→ Available data:
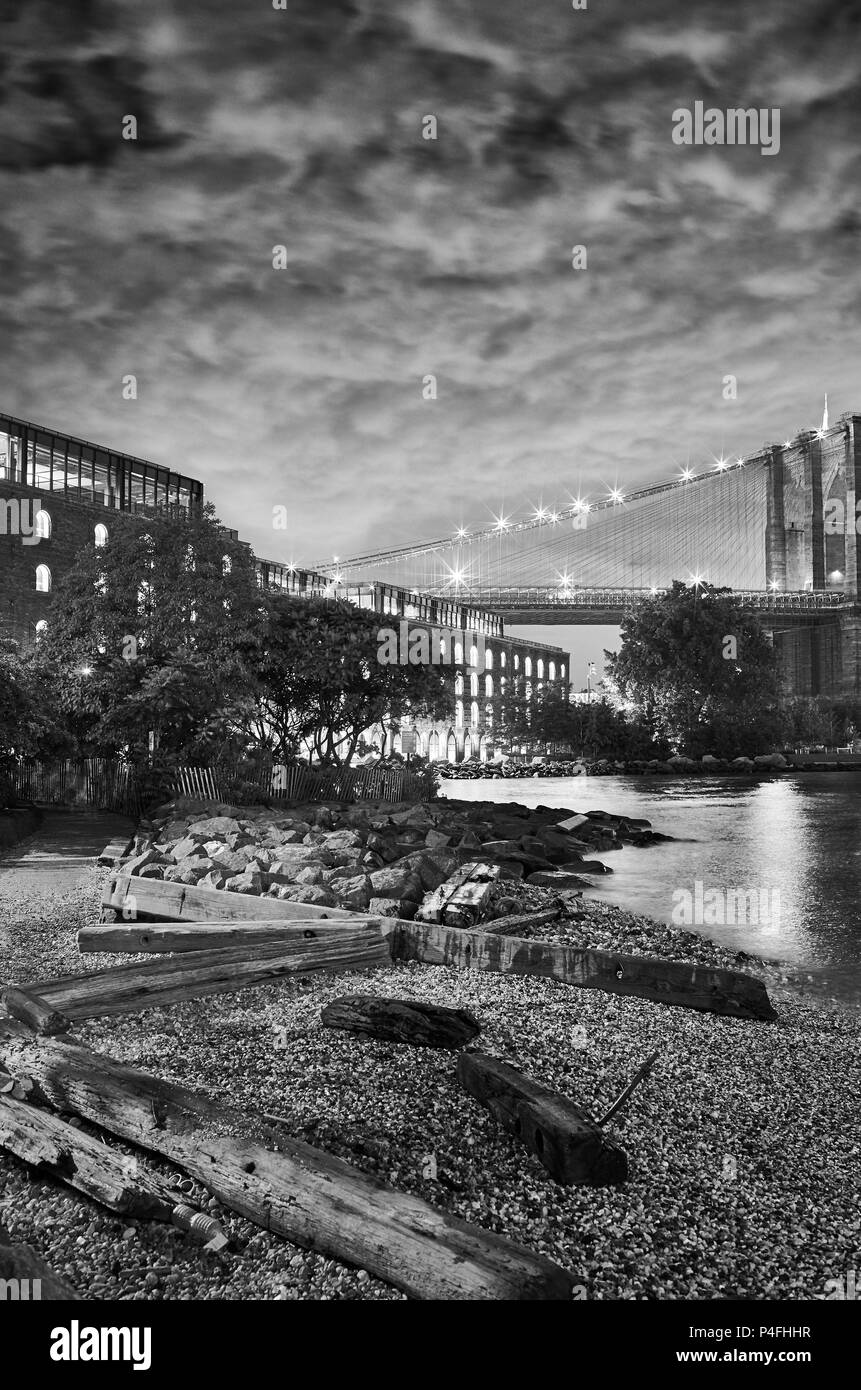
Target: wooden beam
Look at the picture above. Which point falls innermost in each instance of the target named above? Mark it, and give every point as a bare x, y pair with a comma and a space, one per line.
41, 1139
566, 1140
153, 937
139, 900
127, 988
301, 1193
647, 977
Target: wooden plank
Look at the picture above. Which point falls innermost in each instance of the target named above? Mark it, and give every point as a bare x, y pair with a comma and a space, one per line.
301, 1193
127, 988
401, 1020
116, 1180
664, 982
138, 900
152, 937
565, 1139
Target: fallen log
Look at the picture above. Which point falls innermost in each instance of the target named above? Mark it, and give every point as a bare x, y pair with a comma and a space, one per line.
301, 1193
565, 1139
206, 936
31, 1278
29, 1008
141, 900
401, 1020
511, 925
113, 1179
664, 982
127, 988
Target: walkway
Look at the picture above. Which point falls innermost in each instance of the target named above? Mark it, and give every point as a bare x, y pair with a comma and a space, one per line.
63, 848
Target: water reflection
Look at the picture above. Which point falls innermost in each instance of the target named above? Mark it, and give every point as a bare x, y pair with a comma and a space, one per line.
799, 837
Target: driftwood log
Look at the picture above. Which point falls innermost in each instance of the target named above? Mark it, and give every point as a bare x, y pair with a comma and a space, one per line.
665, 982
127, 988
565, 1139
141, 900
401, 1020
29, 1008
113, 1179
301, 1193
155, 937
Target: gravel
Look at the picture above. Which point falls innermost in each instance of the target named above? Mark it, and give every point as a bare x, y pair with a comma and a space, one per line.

---

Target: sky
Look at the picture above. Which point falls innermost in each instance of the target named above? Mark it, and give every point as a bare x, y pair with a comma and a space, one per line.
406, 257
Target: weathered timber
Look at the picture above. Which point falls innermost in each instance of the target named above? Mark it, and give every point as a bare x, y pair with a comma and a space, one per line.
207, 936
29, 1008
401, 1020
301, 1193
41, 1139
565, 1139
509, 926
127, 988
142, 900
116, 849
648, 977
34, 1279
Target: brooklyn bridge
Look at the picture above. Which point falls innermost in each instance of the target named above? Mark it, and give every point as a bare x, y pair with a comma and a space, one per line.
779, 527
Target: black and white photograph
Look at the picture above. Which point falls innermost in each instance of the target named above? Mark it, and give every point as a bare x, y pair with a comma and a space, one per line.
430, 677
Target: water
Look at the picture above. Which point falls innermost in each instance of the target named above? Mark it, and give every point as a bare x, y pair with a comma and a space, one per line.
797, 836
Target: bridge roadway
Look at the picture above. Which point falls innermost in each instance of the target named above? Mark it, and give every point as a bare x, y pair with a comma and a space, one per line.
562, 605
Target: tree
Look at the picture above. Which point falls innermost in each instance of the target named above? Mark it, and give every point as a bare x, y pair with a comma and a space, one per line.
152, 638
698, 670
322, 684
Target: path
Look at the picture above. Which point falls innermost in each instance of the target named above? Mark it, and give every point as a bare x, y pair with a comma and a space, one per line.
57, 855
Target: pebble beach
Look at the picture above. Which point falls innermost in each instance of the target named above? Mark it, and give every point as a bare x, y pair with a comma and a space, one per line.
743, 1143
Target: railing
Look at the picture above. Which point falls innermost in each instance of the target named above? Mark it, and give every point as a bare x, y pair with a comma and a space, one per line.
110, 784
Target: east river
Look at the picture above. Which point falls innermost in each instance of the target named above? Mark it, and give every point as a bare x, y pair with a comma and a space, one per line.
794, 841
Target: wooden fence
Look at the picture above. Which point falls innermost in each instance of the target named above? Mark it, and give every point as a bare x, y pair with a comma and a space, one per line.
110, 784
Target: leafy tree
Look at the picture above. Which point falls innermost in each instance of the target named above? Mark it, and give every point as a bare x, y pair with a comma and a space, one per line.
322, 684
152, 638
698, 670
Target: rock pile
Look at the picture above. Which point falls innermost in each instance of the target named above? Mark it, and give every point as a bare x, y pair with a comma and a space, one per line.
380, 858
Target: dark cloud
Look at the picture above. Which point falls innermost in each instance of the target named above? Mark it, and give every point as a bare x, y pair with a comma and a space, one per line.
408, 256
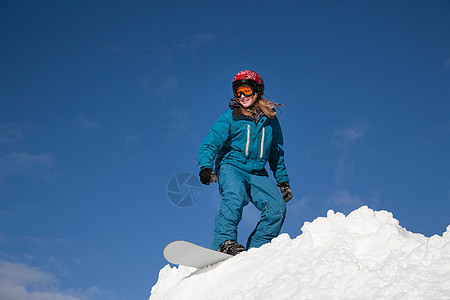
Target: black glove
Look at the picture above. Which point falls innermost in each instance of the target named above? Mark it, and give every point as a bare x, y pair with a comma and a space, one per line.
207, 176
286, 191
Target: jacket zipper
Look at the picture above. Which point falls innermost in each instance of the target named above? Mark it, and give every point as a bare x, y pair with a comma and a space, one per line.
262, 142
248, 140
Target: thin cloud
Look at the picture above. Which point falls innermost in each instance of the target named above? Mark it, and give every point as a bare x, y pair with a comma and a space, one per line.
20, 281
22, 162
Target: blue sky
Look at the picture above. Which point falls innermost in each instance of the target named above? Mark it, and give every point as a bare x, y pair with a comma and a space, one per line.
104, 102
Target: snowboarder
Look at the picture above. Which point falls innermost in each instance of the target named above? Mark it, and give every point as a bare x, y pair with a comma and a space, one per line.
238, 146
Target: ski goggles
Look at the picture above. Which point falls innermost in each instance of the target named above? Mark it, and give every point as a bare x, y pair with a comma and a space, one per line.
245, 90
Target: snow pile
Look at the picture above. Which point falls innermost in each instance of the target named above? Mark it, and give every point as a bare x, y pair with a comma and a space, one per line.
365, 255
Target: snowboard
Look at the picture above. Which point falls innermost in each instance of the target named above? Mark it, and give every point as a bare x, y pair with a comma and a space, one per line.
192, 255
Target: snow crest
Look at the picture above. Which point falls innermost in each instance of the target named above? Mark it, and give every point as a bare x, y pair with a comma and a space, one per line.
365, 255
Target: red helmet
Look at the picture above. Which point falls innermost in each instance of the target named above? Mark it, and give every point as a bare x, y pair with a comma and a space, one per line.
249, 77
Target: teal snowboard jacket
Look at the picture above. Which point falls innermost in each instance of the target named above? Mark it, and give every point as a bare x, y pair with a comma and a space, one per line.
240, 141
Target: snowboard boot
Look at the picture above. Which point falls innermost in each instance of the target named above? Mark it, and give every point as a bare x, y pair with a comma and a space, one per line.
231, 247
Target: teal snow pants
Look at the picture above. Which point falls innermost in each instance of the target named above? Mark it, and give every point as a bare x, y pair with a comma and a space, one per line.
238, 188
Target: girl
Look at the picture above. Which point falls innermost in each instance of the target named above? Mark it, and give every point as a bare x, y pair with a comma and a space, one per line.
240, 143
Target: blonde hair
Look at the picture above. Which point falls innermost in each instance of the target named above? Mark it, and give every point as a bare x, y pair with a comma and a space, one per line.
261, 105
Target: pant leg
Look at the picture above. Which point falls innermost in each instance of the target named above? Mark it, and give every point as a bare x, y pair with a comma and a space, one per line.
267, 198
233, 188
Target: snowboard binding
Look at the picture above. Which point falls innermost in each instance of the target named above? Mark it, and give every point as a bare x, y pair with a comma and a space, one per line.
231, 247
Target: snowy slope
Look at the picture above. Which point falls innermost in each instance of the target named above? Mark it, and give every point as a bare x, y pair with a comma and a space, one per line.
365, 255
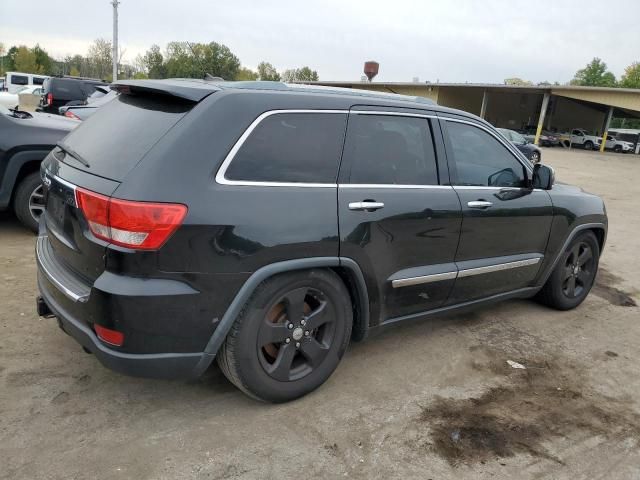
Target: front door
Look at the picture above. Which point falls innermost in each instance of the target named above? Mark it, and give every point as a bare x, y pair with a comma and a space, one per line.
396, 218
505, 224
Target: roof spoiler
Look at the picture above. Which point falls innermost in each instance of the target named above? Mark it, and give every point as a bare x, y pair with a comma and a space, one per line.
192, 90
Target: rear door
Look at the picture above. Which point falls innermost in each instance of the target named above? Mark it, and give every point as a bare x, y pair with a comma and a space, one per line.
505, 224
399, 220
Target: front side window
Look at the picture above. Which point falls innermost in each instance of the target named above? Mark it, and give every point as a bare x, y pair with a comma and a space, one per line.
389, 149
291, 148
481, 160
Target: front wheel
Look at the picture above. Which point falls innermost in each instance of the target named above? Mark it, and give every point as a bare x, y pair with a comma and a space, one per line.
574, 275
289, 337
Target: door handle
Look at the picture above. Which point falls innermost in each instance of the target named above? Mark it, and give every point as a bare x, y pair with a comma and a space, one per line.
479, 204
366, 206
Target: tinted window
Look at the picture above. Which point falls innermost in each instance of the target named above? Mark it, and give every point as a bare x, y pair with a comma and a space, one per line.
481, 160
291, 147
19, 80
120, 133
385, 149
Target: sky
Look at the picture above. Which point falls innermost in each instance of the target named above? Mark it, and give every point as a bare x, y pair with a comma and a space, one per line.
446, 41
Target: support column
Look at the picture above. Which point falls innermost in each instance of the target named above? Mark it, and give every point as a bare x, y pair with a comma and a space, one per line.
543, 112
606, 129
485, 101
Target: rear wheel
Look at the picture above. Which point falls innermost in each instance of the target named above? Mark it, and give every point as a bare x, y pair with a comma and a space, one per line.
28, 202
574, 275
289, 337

→ What is being asked:
All lines of the listing that contain the word "cloud" should be copied out.

→ Result of this task:
Target: dark cloud
Target: thin cloud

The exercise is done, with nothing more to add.